* **Data section**
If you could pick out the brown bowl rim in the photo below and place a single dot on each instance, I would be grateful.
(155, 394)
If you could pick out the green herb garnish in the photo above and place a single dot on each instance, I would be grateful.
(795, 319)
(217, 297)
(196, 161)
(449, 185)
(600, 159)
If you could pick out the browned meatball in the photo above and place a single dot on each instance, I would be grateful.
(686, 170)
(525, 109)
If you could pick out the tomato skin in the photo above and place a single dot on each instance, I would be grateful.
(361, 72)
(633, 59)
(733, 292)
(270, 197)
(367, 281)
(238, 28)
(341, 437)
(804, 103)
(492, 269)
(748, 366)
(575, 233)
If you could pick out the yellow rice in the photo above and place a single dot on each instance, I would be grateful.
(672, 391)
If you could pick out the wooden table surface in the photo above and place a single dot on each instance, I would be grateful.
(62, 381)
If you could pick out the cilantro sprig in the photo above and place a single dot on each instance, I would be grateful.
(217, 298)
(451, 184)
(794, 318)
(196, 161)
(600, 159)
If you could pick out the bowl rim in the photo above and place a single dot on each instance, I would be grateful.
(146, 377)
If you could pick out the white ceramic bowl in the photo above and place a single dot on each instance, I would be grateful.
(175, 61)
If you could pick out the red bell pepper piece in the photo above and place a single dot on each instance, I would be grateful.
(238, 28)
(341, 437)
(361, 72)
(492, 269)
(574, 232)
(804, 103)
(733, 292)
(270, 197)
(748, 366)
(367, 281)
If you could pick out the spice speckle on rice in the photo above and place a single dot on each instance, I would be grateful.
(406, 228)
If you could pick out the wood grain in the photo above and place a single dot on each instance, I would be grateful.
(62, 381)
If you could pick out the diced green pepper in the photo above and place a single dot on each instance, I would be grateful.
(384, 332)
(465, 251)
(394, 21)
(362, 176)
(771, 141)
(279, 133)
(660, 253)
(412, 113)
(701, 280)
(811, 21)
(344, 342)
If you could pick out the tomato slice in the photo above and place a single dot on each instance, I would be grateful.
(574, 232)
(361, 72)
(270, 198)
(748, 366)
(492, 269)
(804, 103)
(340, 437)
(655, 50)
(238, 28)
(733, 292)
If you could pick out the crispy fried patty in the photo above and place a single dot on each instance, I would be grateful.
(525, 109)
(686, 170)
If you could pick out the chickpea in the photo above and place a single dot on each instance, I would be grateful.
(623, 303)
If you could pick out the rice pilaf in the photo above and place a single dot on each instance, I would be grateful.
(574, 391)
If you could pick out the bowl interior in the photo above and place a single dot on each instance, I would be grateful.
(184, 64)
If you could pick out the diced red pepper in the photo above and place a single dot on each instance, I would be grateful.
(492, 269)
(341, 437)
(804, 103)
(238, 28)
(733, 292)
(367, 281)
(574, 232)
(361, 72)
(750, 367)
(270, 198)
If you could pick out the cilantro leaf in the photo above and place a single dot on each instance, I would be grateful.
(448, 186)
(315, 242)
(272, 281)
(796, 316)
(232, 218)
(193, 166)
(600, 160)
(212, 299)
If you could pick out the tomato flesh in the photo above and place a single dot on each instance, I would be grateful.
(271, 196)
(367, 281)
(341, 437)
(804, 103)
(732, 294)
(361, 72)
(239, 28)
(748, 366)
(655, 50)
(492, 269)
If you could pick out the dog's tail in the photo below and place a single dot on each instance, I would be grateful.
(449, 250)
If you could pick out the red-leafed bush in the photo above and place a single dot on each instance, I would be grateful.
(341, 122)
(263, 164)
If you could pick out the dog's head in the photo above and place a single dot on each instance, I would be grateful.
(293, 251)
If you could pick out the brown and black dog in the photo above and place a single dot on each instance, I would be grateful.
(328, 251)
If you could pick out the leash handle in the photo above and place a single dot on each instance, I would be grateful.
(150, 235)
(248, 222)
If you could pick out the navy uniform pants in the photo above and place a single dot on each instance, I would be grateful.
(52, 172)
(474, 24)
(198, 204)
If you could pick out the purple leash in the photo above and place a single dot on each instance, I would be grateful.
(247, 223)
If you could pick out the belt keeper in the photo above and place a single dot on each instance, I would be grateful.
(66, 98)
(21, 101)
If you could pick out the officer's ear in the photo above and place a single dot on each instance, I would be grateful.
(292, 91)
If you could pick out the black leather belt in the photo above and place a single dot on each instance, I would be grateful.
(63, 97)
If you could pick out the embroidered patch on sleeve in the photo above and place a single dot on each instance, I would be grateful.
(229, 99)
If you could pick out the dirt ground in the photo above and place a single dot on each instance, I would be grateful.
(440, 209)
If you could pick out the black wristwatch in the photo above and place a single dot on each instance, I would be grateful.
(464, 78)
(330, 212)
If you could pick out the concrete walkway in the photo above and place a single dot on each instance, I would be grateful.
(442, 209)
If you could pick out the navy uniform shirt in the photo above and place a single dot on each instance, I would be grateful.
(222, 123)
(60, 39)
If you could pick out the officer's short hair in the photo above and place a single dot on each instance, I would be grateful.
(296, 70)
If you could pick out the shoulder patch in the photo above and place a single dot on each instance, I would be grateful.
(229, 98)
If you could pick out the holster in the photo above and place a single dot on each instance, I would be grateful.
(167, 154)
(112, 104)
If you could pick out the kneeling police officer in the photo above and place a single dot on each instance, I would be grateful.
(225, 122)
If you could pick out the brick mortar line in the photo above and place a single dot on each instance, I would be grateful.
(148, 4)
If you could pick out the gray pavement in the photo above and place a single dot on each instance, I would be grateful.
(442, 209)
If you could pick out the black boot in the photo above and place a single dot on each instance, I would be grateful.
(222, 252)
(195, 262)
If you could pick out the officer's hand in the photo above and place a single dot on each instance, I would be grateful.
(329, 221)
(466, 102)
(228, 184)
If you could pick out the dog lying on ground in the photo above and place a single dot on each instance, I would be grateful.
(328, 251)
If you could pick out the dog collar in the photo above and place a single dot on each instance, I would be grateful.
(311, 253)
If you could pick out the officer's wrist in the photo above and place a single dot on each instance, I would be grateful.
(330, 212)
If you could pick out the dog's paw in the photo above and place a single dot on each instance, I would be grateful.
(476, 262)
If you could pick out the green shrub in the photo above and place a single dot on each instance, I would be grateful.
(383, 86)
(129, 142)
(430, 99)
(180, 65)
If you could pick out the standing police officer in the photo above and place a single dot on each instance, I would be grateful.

* **Problem**
Using the entries above, please restate each one word for word.

* **Result for this exercise**
If you could pick out the brown bowl rim in the photo below and place a single dot on each instance, I would be grateful.
(155, 394)
If you could pick out the green herb garnish in the photo above and place a single dot on each instance, I would be grateful.
(795, 319)
(217, 297)
(196, 161)
(449, 185)
(600, 159)
If you could pick out the browned meatball in the photo above and place a single dot on each instance, I would be grateful.
(686, 170)
(525, 109)
If you could pick out the tomato skin in the photo above and place a single dot on each instance, I would be grateful.
(361, 72)
(633, 59)
(733, 292)
(270, 197)
(367, 281)
(238, 28)
(341, 437)
(804, 103)
(492, 269)
(748, 366)
(575, 233)
If you could pick out the yellow rice in the photo above and place a single dot on each instance, I would be grateful.
(672, 391)
If you could pick out the wooden table surface in the photo above and place a single dot on each instance, I would be grateful.
(62, 381)
If you could pick out the cilantro sprig in the photo above and place a single dot on each instance, I would be grateful.
(217, 298)
(451, 184)
(794, 318)
(196, 161)
(600, 159)
If you could pick out the bowl rim in the photo above and place a single dot on each instance, I would be grateful.
(146, 377)
If you could pick out the white ceramic bowl in the photo above and place a single dot on each instance, I would be grateful.
(175, 61)
If you could pick out the red bell pepper piece in the photo above and place a single dot on each instance, I would be grateful.
(238, 28)
(341, 437)
(361, 72)
(492, 269)
(574, 232)
(804, 103)
(733, 292)
(270, 197)
(748, 366)
(367, 281)
If you could pick out the spice speckle on rice in the photo above and place a single dot on each instance, I would be grateful.
(406, 228)
If you could pick out the wood grain in the photo above and place a single dot on each instance, I would be grateful.
(62, 381)
If you could pick out the diced green pepper in the photo above and place a single dot on each instance, I would be grateful.
(384, 332)
(465, 251)
(394, 21)
(362, 176)
(771, 141)
(279, 133)
(660, 253)
(412, 113)
(701, 280)
(811, 21)
(344, 342)
If you could pick out the tomato slice in the photo above and place a single dot on each instance, I would be grateful.
(574, 232)
(361, 72)
(270, 198)
(748, 366)
(492, 269)
(804, 103)
(340, 437)
(655, 50)
(238, 28)
(733, 292)
If you could pick out the crispy fried patty in the photo above and place a single dot on each instance, I would be grateful.
(525, 109)
(686, 170)
If you could pick out the chickpea in the photo above and place a single dot on each instance, I would be grateful.
(623, 303)
If you could pick out the rice pilaf in the photo above and place a single dot on each instance, I would be grateful.
(574, 391)
If you could pick out the bowl interior in the photo above and place a single dot on each instance, I would be grateful.
(184, 64)
If you could pick out the diced red pepper in the photo above and place a single dot on each instance, I would be grateful.
(492, 269)
(341, 437)
(804, 103)
(238, 28)
(733, 292)
(367, 281)
(574, 232)
(361, 72)
(750, 367)
(270, 198)
If you could pick out the cilantro leaf in the photo above and place a single dot on each instance, I would be grateful.
(448, 186)
(315, 242)
(272, 281)
(796, 316)
(232, 218)
(193, 166)
(600, 160)
(212, 299)
If you could pick out the tomato flesh in the photo above and place a single dot on each instance, I would be grateful.
(271, 196)
(367, 281)
(341, 437)
(804, 103)
(732, 294)
(361, 72)
(239, 28)
(748, 366)
(655, 50)
(492, 269)
If you could pick out the dog's tail in the photo below and place a single dot on each instance, I would be grateful.
(449, 250)
If you could pick out the red-leafed bush in the photo above and place a single dot on each instance, I would be grateful.
(341, 122)
(263, 164)
If you could pick out the dog's head in the photo above and place a single dot on each instance, I would be grateful.
(293, 251)
If you could pick out the brown and black dog in the photo above and place a single dot on each instance, I would be grateful.
(328, 251)
If you could pick out the leash handle in the photo above and place a single dot on each instance, I would be grateful.
(150, 235)
(248, 222)
If you could pick out the navy uniform pants in the photo above and place a single dot on each instance, I would be grateful.
(52, 172)
(474, 24)
(198, 204)
If you could pick out the purple leash in the photo above and place a single dot on each instance, I would be grateful.
(247, 223)
If you could pick out the belt keeper in the photo above and place a single dot on each instance, I would be grateful.
(66, 98)
(21, 101)
If you could pick out the officer's ear in the photo above and place a single dot on each instance, I would be grateful.
(292, 91)
If you could pick out the black leather belt in the photo above and place a single dot on each instance, I would be grateful.
(63, 97)
If you could pick out the embroidered patch on sleeve in the photo above and place a single dot on each instance, I would be grateful.
(229, 99)
If you could pick out the dirt ground in the photo above and place a single dot on each instance, I would be grateful.
(440, 209)
If you could pick out the black wristwatch in the photo above and place a single dot on each instance, I would be grateful.
(464, 78)
(330, 212)
If you could pick out the concrete walkway in the photo above and place a single dot on each instance, I would be grateful.
(442, 209)
If you could pick out the navy uniform shirt in the photo above and place a single dot on each instance, I would be grateful.
(222, 123)
(60, 39)
If you could pick out the officer's short hair in the photo above and place a single dot on each instance, I would be grateful.
(296, 70)
If you could pick out the shoulder patch in the photo above and place a single dot on each instance, I would be grateful.
(229, 98)
If you could pick out the holster in the photo above and place a single dot on each instance, I would be grateful.
(167, 154)
(112, 104)
If you could pick out the kneeling police officer in the photo above and place a single dot on each instance, I would be grateful.
(225, 122)
If you could pick out the brick mortar line in the photo above and place a single dot on each instance, I would be grateful.
(148, 4)
If you could pick out the gray pavement in the photo above and place a single dot on each instance, I would be grateful.
(442, 209)
If you could pick out the black boot in the photo above and place a single dot on each instance, I would be grateful.
(222, 252)
(195, 262)
If you could pick out the officer's hand in the photo above and place a single dot on each instance, I would be grateful.
(329, 221)
(466, 102)
(228, 184)
If you could pick out the dog lying on ground in the photo above and place a single dot on each instance, I would be grateful.
(328, 251)
If you could pick out the dog collar in the photo above and place a single dot on each instance, I would be grateful.
(311, 253)
If you could pick out the officer's wrist in the photo above and place a single dot on each instance, I would be grateful.
(330, 212)
If you could pick out the dog's paw in the photo above and place a single dot on each instance, I would be grateful.
(476, 262)
If you could pick out the green shrub in the photo above and place a single dot on each instance, I would be grateful.
(383, 86)
(129, 142)
(430, 99)
(180, 65)
If you could pick out the standing police officer in the photo above and place a single dot on each instance, I would be grateful.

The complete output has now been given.